### Задания
1. Перескажите в двух предложениях текст о юбилее Оффенбаха в Большом театре.
2. Напишите продолжение текста о юбилее Оффенбаха в Большом театре, начав сразу после его последнего предложения.

### Фрагмент текста
К 200-летию Жака Оффенбаха Большой театр России решил преподнести оригинальный подарок.
Казалось бы, самое естественное для оперного театра к столь знаменательному юбилею – поставить единственную оперу французского композитора, знаменитые «Сказки Гофмана», тем более, что она никогда здесь не шла. Так сказать, отдать долг.
Однако у руководства театра совсем иные представления о том, что должно – если уж к 200-летию Глинки (не какого-то там француза, а отца-основоположника русской музыки) ничего не сподобились преподнести, а в этом году 175-летие Римского-Корсакова прошло мимо театра (спохватились только после грандиозного монографического гергиевского фестиваля, запоздало запланировав аж сразу две корсаковские премьеры, но на сезон уже следующий – ложка явно не к обеду), то что уж говорить об Оффенбахе и его «Гофмане»!
Пожалуй, по сравнению с Глинкой Оффенбаху даже повезло – ему посвятили целых две премьеры. На Новой сцене показали балет «Парижское веселье» Мориса Бежара, а на Камерной (в бывшем Театре Бориса Покровского) – одну из его ста семи оперетт, «Периколу», некогда с успехом шедшую на русской сцене много где, а сегодня практически забытую и известную широкой публике лишь по «Сцене опьянения», которую очень любят примадонны меццо-сопрано (да и сопрано тоже) исполнять в концертах на закуску, желая повеселить утомленную более серьезным репертуаром публику.

### Показанные строки
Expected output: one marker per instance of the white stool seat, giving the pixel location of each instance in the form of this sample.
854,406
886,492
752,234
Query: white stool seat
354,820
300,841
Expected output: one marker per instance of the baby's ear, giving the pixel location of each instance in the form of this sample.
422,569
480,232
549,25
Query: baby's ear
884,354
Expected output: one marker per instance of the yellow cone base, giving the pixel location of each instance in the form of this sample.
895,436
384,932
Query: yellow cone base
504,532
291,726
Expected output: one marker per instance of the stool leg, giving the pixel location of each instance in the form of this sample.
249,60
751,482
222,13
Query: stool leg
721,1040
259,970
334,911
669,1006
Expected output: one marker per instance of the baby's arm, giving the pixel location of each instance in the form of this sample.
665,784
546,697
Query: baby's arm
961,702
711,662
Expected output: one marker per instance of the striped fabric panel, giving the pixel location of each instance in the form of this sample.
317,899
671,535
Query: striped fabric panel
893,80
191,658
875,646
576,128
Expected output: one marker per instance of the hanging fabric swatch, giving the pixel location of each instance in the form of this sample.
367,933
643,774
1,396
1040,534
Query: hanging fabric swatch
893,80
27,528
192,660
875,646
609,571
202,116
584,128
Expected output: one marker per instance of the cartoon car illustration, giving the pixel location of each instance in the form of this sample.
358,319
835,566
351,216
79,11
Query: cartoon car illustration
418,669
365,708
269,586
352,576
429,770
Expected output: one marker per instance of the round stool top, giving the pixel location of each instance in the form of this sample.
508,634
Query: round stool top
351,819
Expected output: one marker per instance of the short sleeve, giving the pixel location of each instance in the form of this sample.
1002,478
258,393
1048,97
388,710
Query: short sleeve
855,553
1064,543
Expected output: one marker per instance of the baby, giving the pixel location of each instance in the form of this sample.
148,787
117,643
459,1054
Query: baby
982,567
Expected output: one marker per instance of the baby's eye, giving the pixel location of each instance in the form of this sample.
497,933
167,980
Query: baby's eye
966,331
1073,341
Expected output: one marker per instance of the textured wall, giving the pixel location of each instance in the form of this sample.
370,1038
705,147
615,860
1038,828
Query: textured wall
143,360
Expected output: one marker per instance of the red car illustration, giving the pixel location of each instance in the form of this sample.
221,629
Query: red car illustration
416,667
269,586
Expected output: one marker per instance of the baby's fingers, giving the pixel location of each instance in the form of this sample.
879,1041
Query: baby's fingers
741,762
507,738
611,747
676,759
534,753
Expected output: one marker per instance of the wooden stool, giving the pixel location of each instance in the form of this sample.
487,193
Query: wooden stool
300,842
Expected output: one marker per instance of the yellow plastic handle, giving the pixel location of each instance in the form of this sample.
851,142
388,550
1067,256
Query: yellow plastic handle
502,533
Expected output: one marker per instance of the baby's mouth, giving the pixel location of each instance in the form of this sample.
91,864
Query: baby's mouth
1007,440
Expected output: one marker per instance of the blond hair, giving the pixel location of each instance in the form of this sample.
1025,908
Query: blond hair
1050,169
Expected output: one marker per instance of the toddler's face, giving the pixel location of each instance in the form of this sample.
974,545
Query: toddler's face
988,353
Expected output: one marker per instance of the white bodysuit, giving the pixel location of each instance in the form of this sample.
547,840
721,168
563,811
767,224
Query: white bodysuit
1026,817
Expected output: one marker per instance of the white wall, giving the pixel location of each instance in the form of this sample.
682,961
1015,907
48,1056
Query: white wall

### Результаты
1. К 200-летию Оффенбаха Большой театр не стал ставить его единственную оперу «Сказки Гофмана», которая там никогда не шла: у руководства театра, пропустившего и 200-летие Глинки, и 175-летие Римского-Корсакова, иные представления о том, что должно. Вместо этого Оффенбаху посвятили две премьеры: балет Мориса Бежара «Парижское веселье» на Новой сцене и оперетту «Перикола» на Камерной сцене.

2.
Замысел благородный. Для его теоретического обоснования даже вспомнили, что в Большом шли другие оперетты отца-основателя жанра – «Орфей в аду», «Болтуны», «Грузинки», «Прекрасная Елена». Правда было это в легендарные времена – еще при жизни их автора.
А вот про то, что собственных опереточных традиций ни в Большом, ни в бывшем театре Покровского нет (в обоснование этого утверждения вспомним малоудачные единичные попытки приобщиться к жанру на обеих сценах – «Летучую мышь» и «Кандида» в Большом, «Веселую вдову» у Покровского) как-то не вспомнили. А зря: возможно, это бы смогло уберечь театр от холостого выстрела.
По окончании пресс-показа, организованного за пару дней до официальной премьеры, в голове роились странные мысли – совсем не радужные и не премьерные.
«Ну, должно же быть хоть что-то хорошее в самом факте этой постановки?» – думалось автору этих строк. Да, пожалуй, кое-что найти можно, хотя и с трудом.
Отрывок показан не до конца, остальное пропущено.